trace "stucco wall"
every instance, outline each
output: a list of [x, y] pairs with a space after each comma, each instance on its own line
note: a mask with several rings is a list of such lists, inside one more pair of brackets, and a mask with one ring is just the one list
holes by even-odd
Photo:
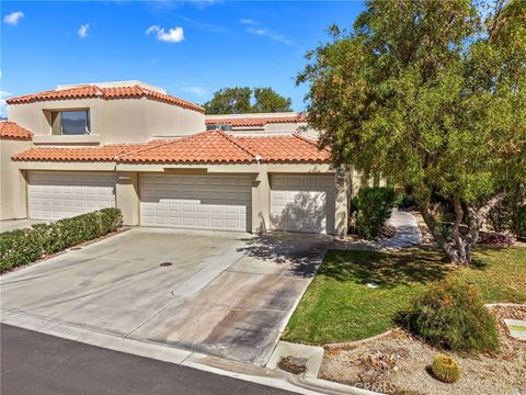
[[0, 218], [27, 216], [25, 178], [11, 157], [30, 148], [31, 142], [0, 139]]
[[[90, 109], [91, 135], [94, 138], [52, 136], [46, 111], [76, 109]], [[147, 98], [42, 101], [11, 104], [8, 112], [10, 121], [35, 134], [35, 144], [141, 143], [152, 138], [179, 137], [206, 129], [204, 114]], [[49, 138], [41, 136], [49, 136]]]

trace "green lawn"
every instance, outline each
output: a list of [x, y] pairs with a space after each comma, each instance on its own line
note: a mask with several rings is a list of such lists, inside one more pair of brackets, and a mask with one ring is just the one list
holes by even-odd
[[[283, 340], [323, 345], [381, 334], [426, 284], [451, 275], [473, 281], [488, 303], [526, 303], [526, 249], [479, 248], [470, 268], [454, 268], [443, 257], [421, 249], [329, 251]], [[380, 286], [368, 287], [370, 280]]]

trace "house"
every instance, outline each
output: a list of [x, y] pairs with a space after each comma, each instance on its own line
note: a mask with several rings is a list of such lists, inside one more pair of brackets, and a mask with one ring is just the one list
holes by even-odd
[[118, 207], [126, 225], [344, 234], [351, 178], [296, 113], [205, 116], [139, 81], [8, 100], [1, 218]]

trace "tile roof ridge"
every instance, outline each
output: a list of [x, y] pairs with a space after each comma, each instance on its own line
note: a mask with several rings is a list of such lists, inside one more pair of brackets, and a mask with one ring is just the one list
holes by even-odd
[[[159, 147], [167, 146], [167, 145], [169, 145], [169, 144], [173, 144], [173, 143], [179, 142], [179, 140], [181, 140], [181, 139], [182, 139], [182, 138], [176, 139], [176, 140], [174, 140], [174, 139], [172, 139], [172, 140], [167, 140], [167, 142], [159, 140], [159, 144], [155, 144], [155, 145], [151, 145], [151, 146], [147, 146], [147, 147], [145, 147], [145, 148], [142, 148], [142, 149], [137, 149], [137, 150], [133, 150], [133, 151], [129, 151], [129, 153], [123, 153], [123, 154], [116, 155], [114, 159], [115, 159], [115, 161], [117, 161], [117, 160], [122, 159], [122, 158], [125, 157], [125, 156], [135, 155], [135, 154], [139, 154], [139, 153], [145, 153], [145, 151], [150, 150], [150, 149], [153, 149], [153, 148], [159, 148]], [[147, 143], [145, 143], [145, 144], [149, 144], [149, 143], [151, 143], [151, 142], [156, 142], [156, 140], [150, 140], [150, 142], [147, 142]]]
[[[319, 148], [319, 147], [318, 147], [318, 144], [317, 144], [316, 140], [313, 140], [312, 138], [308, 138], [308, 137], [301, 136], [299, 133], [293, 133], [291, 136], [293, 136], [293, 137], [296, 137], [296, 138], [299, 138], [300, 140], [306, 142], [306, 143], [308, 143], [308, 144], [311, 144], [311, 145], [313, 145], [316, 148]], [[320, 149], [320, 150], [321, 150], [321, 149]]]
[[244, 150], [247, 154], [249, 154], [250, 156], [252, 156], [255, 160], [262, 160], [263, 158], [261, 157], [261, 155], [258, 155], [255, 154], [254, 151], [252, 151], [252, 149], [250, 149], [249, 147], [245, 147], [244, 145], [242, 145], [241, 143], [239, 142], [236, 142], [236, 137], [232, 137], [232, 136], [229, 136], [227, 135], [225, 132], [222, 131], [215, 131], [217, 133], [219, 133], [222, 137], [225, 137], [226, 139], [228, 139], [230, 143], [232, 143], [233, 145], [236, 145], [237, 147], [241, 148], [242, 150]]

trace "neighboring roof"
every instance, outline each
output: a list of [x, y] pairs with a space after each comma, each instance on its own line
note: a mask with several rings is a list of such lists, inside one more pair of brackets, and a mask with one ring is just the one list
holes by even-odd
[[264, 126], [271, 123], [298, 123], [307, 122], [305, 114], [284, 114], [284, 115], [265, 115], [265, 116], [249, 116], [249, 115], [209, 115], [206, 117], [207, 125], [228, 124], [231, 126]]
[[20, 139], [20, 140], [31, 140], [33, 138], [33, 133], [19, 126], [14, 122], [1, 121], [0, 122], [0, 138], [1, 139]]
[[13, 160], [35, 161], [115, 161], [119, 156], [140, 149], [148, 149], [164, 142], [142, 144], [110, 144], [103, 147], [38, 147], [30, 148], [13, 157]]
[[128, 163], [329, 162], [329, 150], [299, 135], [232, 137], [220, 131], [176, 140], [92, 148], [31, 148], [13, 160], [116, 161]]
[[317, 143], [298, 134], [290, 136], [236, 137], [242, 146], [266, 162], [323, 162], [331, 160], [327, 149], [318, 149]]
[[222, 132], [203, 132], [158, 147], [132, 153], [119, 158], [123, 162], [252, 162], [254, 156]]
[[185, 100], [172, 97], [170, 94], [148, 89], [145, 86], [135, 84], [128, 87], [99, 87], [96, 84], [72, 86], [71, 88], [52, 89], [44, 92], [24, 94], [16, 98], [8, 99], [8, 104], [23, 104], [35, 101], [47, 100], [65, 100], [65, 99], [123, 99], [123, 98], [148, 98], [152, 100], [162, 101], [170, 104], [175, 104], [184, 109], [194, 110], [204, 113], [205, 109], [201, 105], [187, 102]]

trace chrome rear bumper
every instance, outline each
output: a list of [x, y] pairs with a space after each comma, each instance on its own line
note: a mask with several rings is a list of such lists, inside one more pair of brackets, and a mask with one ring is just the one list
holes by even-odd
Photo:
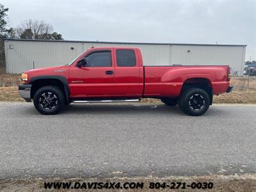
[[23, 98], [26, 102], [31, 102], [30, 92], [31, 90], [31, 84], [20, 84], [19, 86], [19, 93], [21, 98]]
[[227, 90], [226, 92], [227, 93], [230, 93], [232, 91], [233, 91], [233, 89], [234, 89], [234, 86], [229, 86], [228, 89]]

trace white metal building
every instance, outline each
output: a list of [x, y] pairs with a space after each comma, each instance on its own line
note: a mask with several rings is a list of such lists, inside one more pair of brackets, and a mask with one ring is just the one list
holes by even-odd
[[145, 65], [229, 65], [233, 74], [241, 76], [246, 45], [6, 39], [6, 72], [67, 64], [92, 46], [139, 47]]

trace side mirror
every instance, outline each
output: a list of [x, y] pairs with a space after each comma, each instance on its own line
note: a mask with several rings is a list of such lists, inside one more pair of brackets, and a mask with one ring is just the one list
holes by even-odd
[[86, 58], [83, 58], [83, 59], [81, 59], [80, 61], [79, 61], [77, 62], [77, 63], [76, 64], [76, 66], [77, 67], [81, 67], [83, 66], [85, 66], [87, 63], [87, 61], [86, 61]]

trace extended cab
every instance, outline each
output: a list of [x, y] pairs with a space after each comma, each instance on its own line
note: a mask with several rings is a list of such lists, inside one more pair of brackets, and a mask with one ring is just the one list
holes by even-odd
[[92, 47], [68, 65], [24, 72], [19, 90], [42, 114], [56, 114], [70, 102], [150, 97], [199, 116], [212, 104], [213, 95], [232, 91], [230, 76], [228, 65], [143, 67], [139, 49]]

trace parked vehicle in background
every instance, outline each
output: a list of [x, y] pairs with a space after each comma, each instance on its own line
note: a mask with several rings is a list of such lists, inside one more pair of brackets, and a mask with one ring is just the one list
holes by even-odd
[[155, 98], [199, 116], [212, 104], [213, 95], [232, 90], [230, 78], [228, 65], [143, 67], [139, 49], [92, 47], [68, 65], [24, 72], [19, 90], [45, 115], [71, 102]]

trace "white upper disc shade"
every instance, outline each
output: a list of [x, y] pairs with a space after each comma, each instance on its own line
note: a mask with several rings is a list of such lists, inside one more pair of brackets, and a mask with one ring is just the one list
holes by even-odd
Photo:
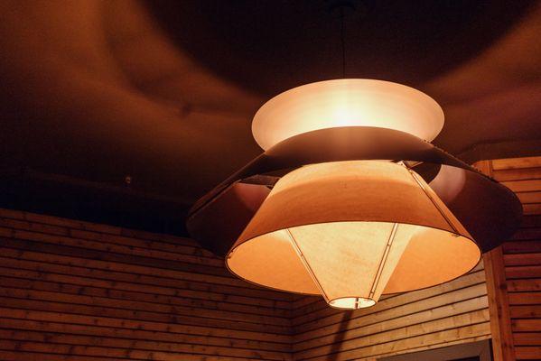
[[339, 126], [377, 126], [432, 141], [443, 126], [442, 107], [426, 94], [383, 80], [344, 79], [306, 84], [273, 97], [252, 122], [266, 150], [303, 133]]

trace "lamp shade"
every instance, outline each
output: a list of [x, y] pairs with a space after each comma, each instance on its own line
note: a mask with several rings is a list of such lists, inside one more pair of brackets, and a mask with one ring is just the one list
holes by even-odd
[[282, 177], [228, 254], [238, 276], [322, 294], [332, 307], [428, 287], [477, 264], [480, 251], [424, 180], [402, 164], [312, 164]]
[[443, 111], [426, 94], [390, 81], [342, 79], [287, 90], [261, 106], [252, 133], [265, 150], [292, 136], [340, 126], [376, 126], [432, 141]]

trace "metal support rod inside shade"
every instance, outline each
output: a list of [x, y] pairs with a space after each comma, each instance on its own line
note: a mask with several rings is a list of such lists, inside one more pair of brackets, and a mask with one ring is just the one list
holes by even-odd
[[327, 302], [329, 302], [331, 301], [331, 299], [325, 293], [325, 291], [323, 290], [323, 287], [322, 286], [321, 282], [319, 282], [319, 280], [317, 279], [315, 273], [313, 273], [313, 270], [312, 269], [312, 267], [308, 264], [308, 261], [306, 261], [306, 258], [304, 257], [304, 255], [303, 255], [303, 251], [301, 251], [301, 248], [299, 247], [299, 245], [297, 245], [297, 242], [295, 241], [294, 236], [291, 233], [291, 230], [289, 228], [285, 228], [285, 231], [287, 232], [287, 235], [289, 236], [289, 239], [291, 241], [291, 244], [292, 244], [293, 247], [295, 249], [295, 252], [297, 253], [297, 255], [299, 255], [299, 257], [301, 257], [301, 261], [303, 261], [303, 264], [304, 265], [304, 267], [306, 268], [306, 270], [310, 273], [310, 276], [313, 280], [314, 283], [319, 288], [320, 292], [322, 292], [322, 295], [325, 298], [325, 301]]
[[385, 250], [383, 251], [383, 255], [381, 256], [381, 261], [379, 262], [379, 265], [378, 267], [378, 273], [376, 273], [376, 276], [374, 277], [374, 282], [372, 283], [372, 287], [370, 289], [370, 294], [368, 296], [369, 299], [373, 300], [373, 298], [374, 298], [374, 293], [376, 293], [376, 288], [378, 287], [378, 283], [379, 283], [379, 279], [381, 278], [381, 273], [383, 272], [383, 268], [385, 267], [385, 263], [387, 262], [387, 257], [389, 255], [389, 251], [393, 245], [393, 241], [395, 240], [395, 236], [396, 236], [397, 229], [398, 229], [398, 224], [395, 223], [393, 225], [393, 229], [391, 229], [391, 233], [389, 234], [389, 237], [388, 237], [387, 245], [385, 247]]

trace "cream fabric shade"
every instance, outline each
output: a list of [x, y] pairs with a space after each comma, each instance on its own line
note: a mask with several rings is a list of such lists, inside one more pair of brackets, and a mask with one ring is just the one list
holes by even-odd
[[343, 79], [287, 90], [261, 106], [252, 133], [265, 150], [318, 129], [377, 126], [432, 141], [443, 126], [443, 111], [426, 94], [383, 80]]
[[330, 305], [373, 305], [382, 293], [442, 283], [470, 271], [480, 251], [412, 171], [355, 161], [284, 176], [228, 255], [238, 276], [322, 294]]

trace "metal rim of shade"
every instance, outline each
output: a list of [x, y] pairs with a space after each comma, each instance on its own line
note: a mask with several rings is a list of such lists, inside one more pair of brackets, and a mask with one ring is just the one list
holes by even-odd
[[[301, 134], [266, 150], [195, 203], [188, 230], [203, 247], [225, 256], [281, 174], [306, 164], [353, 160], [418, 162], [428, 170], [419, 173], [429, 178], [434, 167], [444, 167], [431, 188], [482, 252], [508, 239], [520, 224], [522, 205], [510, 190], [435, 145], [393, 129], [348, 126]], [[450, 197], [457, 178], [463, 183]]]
:::::
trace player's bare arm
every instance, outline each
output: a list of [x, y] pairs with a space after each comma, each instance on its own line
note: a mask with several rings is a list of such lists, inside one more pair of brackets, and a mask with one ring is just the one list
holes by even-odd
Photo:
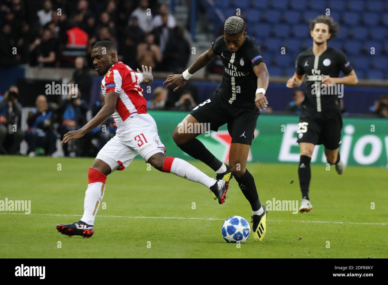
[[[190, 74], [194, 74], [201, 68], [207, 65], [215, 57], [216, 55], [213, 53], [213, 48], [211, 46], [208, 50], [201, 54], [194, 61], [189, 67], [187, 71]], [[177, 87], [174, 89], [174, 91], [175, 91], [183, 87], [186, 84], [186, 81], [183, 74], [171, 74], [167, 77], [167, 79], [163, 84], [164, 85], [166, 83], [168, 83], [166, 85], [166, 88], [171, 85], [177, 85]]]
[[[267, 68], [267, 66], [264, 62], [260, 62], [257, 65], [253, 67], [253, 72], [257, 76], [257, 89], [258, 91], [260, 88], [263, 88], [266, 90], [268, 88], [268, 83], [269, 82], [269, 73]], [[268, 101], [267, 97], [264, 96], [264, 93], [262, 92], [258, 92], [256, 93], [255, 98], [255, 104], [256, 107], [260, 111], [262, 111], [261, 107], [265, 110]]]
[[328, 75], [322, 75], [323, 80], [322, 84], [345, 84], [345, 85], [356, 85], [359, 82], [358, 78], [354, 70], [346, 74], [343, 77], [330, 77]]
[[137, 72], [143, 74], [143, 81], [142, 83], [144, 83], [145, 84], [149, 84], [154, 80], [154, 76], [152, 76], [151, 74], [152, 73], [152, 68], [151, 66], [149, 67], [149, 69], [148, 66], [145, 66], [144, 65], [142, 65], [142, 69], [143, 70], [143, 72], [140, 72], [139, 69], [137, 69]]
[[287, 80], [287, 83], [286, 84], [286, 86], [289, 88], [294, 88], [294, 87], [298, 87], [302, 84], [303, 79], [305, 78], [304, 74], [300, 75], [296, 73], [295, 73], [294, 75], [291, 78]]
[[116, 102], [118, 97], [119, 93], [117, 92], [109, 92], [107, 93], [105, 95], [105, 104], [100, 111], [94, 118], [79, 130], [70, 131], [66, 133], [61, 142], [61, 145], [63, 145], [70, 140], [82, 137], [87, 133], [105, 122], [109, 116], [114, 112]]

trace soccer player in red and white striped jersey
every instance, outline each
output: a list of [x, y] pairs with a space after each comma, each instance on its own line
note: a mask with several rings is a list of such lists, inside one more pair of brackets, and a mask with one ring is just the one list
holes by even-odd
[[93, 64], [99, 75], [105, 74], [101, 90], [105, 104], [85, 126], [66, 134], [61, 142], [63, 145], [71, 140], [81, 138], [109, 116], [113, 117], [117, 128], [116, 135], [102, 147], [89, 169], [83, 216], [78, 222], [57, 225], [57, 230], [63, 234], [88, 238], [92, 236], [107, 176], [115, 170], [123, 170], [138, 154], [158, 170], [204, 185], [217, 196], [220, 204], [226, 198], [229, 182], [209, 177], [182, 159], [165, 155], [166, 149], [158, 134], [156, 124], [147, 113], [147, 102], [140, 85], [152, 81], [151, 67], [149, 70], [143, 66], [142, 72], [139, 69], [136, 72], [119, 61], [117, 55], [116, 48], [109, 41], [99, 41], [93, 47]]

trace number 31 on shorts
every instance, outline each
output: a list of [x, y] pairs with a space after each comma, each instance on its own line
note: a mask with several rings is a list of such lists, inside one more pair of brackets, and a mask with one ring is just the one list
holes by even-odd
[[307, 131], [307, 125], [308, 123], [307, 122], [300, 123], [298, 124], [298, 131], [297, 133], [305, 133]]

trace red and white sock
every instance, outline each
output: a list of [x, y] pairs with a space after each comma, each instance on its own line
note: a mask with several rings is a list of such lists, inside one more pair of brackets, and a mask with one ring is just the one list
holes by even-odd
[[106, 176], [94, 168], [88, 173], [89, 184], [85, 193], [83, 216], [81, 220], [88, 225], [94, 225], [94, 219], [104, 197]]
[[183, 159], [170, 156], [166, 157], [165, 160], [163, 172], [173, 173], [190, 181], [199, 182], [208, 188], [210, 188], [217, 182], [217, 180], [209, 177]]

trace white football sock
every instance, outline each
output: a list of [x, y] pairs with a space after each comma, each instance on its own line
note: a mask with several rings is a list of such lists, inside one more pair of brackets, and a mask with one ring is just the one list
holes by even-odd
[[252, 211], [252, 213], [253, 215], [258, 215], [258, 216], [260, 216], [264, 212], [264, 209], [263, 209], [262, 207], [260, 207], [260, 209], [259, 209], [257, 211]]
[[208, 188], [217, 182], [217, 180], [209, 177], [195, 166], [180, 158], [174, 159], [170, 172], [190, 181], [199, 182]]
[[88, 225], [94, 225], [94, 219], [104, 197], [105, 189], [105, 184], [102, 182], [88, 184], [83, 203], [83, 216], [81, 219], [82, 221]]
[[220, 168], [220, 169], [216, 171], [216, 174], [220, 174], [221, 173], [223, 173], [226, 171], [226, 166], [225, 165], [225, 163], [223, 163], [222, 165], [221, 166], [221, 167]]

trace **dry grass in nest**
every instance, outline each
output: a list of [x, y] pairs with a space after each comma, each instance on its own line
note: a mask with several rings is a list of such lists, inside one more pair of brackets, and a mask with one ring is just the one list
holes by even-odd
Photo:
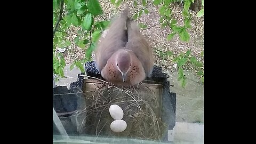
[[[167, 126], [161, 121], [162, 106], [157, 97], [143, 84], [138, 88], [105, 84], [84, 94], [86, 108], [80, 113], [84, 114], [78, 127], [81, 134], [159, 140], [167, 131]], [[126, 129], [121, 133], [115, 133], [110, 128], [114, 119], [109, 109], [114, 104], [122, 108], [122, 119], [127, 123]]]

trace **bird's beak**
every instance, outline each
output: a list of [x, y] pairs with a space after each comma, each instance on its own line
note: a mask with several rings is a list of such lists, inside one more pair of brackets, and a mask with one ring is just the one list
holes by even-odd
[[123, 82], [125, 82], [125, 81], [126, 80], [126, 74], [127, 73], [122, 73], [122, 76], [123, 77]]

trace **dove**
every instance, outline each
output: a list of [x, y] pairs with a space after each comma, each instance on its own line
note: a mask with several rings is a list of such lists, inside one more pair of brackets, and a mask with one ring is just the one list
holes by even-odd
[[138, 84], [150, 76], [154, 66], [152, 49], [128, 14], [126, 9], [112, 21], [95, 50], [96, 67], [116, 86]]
:::::
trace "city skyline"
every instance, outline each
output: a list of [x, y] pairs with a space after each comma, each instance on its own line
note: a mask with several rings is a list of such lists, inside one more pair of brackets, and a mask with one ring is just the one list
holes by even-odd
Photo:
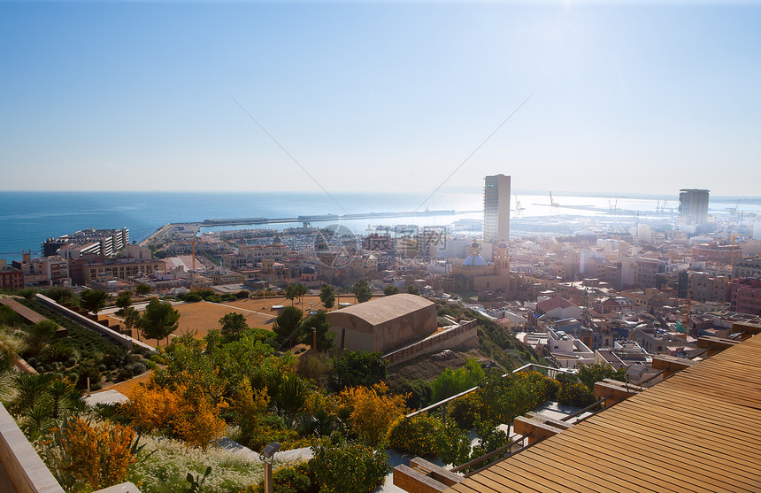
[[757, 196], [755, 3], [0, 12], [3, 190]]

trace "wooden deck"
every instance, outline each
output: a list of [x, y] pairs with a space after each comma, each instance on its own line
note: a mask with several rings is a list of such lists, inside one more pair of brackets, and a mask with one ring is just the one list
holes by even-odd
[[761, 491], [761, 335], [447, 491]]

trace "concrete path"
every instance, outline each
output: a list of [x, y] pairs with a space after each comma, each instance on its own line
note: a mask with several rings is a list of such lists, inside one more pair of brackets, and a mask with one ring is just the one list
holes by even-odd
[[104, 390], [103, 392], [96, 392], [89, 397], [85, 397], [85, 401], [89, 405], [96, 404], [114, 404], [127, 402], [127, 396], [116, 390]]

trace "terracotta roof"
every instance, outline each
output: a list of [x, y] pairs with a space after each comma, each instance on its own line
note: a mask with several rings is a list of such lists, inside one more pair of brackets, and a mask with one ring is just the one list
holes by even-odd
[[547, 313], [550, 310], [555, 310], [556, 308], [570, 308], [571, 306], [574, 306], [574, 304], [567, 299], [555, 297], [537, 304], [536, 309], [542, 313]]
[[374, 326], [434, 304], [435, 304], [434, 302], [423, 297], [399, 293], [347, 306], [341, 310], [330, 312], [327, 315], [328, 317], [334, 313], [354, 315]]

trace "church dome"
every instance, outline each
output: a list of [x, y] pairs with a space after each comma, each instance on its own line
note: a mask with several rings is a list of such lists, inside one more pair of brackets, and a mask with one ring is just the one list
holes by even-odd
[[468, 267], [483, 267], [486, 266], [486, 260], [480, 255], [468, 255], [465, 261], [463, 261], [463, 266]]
:::::
What needs to be done:
Identify every line in the records that contains the word "white" and copy each one. Match case exactly.

Answer for the task:
trace white metal building
trace "white upper disc shade"
trace soccer player in red and white striped jersey
trace red and white sock
trace white football sock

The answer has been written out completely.